▸ **TASKS AND EXERCISES**:
**a)** Print the passage of the island trip thread between "Thank you all" and "2 and 7/8..", inclusive, word for word.
**b)** Locate each line of the records that contains the string "floor" and copy those lines out. Case counts.

I’m shedding a few tears.  Wonderful reporting.  Your descriptions are marvelous.  Thank you and see you on the beach

----------


## GMP62

What a fabulous trip you had! We enjoyed all of your reporting, Gina….thanks for taking us along and look forward to your additional reports on Le G etc. once home safely!

----------


## CaribbeanSoul

Thank you for your on island reports! Just back ourselves and already planning for our return in May. Wishing you the best this holiday season!

----------


## davesmom

Thank you all so much for riding along in our winged Jimny as we flew around the island!  Some days, it seemed as thought we were at eye level with the birds flying down Camruche Hill..I am very grateful for DD's excellent driving skills as it is tough when you really can't see over the steering wheel, even though I am used to driving by "braille" at home....guys don't know the challenges of being 5 ft. 3..ok 5 ft. 2 and 7/8..

▸ **PROVIDED DATA**:
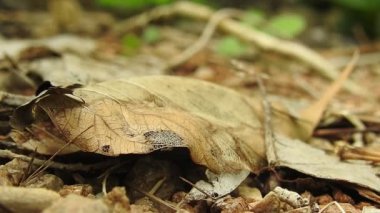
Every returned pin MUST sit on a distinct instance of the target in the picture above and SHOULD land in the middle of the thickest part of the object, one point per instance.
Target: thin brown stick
(13, 99)
(155, 198)
(263, 41)
(196, 187)
(203, 40)
(56, 165)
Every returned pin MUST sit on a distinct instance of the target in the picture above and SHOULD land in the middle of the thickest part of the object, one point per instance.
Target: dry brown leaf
(221, 128)
(76, 203)
(140, 115)
(28, 200)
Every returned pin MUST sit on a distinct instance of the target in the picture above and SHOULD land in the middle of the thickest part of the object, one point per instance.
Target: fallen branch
(263, 41)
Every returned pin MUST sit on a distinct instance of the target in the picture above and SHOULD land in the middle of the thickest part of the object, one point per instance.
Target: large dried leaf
(309, 160)
(140, 115)
(221, 128)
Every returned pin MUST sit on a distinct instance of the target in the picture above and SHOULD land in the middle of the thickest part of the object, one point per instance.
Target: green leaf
(286, 25)
(230, 46)
(130, 43)
(151, 34)
(123, 4)
(361, 5)
(253, 17)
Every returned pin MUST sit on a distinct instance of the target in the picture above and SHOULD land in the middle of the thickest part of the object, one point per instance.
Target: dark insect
(106, 148)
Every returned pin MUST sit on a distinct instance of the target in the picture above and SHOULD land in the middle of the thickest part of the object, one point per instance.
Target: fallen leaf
(140, 115)
(304, 158)
(76, 203)
(26, 200)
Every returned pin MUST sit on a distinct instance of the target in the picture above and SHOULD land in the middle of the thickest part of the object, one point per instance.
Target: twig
(196, 187)
(269, 137)
(157, 186)
(264, 41)
(70, 167)
(202, 41)
(155, 198)
(13, 99)
(331, 203)
(21, 75)
(104, 183)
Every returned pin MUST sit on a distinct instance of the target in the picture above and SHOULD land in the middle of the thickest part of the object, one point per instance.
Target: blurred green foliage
(286, 25)
(363, 13)
(360, 5)
(131, 5)
(230, 46)
(151, 34)
(130, 44)
(253, 17)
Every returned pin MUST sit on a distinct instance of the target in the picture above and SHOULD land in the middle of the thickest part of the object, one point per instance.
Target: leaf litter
(140, 115)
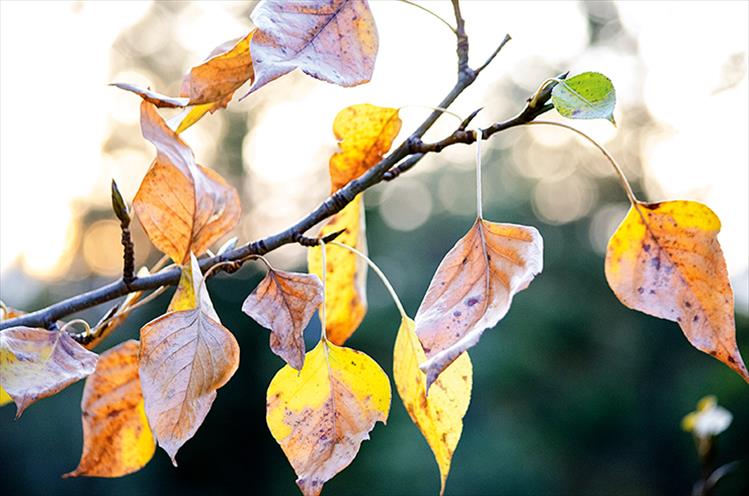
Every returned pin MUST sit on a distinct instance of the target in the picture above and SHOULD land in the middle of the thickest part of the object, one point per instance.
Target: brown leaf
(473, 289)
(284, 302)
(182, 206)
(366, 132)
(185, 356)
(346, 274)
(665, 260)
(332, 40)
(116, 437)
(36, 363)
(227, 68)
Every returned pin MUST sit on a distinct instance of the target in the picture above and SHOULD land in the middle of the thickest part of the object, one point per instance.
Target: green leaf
(589, 95)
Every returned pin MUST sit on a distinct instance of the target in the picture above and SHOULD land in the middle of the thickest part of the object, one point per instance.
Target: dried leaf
(116, 437)
(332, 40)
(439, 415)
(346, 295)
(365, 133)
(321, 414)
(185, 356)
(182, 206)
(473, 289)
(36, 363)
(284, 303)
(665, 260)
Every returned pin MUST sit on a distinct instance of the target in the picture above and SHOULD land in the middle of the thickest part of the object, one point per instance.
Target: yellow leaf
(332, 40)
(116, 437)
(346, 274)
(439, 415)
(366, 133)
(665, 260)
(4, 397)
(321, 414)
(36, 363)
(284, 303)
(473, 288)
(185, 356)
(182, 206)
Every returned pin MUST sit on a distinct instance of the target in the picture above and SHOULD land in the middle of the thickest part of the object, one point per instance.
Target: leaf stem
(414, 4)
(323, 333)
(619, 171)
(381, 275)
(479, 201)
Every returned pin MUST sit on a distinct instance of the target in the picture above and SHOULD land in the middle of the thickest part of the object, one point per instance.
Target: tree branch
(405, 156)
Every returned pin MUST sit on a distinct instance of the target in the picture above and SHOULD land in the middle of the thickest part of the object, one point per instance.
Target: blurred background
(573, 393)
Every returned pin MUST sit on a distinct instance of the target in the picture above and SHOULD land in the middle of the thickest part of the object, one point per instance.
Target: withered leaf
(473, 289)
(332, 40)
(284, 303)
(321, 414)
(665, 260)
(185, 356)
(116, 437)
(438, 415)
(36, 363)
(182, 206)
(346, 274)
(365, 132)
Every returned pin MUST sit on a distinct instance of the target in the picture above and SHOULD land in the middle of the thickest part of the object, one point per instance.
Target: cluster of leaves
(663, 260)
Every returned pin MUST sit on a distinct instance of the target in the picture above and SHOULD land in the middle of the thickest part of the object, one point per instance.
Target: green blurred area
(573, 393)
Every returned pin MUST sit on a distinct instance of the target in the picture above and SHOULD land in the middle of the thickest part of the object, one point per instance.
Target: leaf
(365, 133)
(182, 206)
(439, 415)
(284, 303)
(36, 363)
(589, 95)
(473, 289)
(185, 356)
(321, 414)
(116, 437)
(331, 40)
(161, 101)
(4, 397)
(665, 260)
(346, 274)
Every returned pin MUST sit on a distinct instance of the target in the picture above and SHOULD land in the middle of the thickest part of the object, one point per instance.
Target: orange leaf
(116, 437)
(365, 133)
(228, 67)
(284, 303)
(332, 40)
(182, 206)
(185, 356)
(346, 274)
(665, 260)
(473, 289)
(36, 363)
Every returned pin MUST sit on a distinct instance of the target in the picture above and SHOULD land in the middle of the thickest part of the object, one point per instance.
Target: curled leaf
(321, 414)
(473, 289)
(284, 303)
(589, 95)
(365, 133)
(185, 356)
(116, 437)
(665, 260)
(36, 363)
(182, 206)
(346, 274)
(438, 415)
(332, 40)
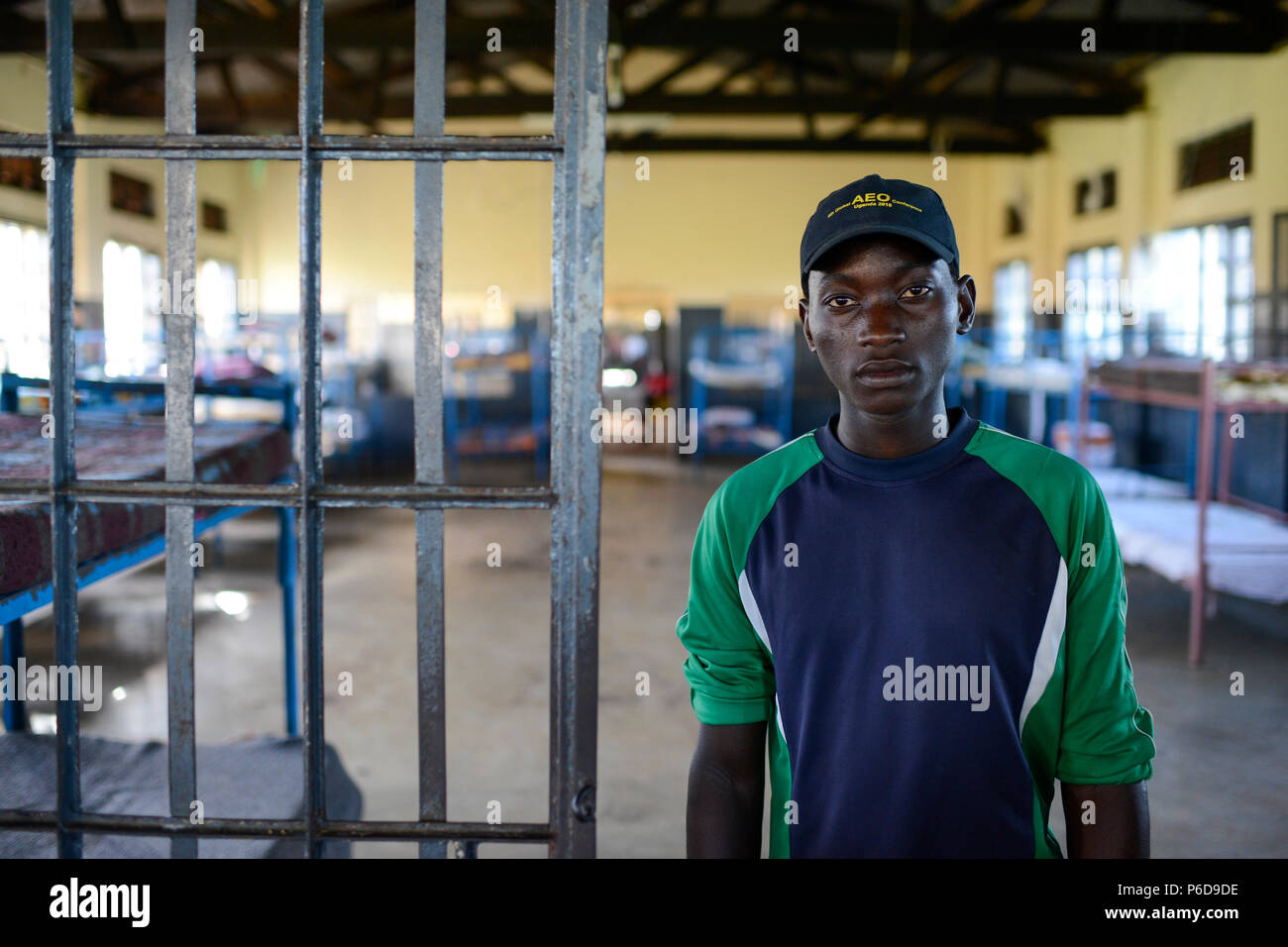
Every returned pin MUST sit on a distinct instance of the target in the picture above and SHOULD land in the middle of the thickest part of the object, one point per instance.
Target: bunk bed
(116, 442)
(730, 367)
(1225, 543)
(496, 397)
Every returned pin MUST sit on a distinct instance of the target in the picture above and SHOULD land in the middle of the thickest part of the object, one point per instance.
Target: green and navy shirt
(934, 639)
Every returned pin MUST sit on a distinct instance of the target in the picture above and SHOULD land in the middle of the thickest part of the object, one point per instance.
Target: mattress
(117, 449)
(253, 779)
(1247, 553)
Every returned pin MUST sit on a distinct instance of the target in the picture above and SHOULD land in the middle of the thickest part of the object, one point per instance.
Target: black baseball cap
(879, 205)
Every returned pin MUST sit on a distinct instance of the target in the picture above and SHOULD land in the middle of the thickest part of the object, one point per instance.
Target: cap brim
(912, 234)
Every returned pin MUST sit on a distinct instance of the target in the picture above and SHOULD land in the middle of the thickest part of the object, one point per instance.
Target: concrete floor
(1222, 772)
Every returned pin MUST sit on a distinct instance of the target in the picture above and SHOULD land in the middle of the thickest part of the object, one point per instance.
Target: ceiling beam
(874, 34)
(348, 106)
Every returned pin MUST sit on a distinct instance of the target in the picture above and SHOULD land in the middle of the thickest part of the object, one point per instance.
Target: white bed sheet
(1247, 553)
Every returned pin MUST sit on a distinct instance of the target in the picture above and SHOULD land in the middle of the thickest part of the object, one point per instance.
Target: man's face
(883, 317)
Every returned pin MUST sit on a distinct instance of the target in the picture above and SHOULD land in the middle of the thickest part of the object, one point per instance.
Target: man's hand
(1121, 826)
(726, 791)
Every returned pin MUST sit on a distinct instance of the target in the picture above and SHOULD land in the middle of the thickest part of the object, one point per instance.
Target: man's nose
(880, 324)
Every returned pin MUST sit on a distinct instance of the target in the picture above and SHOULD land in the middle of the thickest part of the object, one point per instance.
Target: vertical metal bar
(180, 254)
(62, 403)
(581, 33)
(430, 630)
(286, 566)
(1202, 491)
(310, 385)
(14, 710)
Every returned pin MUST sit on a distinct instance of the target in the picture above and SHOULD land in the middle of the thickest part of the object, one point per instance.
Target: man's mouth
(887, 372)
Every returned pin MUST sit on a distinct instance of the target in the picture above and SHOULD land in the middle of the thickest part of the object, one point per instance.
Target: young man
(923, 612)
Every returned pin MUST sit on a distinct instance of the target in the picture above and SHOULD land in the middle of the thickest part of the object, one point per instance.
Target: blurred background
(1113, 169)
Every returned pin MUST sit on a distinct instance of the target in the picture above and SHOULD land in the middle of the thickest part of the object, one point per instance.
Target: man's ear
(803, 307)
(965, 303)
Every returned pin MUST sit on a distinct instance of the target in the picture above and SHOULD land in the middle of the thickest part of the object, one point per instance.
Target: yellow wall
(703, 228)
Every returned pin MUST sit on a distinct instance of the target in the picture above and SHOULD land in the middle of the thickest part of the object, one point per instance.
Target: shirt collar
(961, 429)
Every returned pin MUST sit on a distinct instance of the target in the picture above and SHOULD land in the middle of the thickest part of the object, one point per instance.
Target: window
(133, 295)
(1201, 291)
(1212, 158)
(1012, 308)
(25, 317)
(1093, 313)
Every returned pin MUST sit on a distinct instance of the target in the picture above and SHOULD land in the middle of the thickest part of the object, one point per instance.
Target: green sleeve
(1106, 736)
(730, 676)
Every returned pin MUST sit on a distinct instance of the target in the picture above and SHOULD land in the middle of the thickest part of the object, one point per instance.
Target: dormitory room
(643, 429)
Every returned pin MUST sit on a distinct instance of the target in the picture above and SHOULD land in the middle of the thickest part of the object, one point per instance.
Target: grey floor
(1222, 772)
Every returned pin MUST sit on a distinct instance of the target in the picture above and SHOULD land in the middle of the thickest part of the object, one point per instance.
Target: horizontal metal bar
(275, 828)
(172, 493)
(290, 149)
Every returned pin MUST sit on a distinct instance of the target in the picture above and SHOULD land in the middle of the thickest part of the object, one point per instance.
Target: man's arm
(1121, 826)
(726, 791)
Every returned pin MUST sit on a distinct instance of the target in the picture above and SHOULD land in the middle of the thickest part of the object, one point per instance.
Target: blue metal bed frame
(17, 604)
(715, 344)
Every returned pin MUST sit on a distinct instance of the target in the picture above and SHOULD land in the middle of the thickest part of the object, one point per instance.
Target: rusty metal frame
(578, 154)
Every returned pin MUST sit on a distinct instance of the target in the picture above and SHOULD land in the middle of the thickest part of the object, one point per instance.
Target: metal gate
(578, 153)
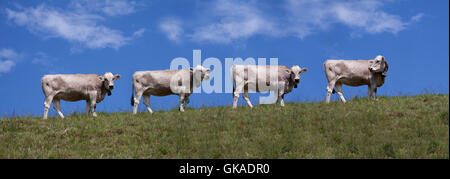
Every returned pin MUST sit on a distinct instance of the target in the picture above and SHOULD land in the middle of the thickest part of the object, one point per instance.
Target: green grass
(396, 127)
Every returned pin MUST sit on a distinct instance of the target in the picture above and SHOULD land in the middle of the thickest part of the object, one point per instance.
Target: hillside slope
(396, 127)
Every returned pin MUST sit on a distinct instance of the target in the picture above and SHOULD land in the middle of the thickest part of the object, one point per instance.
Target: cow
(166, 82)
(355, 73)
(76, 87)
(259, 79)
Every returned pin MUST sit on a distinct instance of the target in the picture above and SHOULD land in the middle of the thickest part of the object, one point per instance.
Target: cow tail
(232, 80)
(132, 95)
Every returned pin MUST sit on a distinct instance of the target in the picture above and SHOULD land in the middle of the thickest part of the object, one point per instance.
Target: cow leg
(237, 92)
(330, 89)
(93, 107)
(147, 103)
(282, 100)
(182, 102)
(370, 91)
(47, 103)
(56, 105)
(137, 98)
(280, 95)
(247, 98)
(339, 92)
(186, 100)
(374, 93)
(88, 107)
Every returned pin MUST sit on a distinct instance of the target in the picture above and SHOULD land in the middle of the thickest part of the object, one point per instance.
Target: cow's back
(349, 72)
(157, 83)
(71, 87)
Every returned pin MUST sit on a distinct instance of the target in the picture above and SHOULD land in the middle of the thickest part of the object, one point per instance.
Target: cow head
(108, 81)
(378, 65)
(295, 74)
(200, 73)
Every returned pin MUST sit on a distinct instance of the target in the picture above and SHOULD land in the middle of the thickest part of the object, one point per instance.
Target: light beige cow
(280, 79)
(166, 82)
(76, 87)
(355, 73)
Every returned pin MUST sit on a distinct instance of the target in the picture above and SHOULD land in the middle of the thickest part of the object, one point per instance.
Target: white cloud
(108, 7)
(74, 26)
(239, 20)
(8, 59)
(172, 28)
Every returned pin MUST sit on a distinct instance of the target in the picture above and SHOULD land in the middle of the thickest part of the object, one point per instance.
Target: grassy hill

▸ **ANSWERS TO THE EXERCISES**:
**a)**
Thank you all so much for riding along in our winged Jimny as we flew around the island!  Some days, it seemed as thought we were at eye level with the birds flying down Camruche Hill..I am very grateful for DD's excellent driving skills as it is tough when you really can't see over the steering wheel, even though I am used to driving by "braille" at home....guys don't know the challenges of being 5 ft. 3..ok 5 ft. 2 and 7/8..

**b)**
Target: concrete floor
Target: grey floor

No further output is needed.